Start of Task inputs

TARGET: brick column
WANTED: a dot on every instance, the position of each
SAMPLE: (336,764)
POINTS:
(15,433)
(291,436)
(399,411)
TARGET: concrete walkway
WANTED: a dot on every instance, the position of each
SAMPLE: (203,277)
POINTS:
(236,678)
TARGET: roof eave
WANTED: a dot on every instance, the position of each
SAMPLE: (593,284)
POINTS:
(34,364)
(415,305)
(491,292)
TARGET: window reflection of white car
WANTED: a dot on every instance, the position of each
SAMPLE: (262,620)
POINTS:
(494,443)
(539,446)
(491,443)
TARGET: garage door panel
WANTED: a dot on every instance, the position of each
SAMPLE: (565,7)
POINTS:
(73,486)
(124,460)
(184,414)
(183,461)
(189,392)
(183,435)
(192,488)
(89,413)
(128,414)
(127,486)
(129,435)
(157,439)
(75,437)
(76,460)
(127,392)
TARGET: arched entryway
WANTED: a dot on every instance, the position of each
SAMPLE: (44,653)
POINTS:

End of Task inputs

**Problem description**. Write out exactly the lines that run from the one containing "TARGET: roof eave" to the end of the records, both end lines included.

**Result of the task**.
TARGET: roof eave
WANTED: a dot on every instance, the position of each
SAMPLE: (593,284)
POINTS:
(34,364)
(415,305)
(491,292)
TARGET: window reflection of white car
WANTED: a dot on every instance, the position of each
SAMPLE: (262,620)
POINTS:
(494,443)
(539,446)
(491,443)
TARGET: garage door panel
WANTED: a dot on every instance, the position of each
SAMPLE: (565,7)
POINTS:
(73,486)
(124,460)
(184,414)
(183,461)
(189,392)
(183,435)
(192,488)
(89,413)
(128,414)
(127,486)
(129,435)
(157,439)
(75,437)
(76,460)
(127,392)
TARGET: arched entryway
WANTED: a dot on every instance, the position of each
SAMPLE: (44,653)
POINTS:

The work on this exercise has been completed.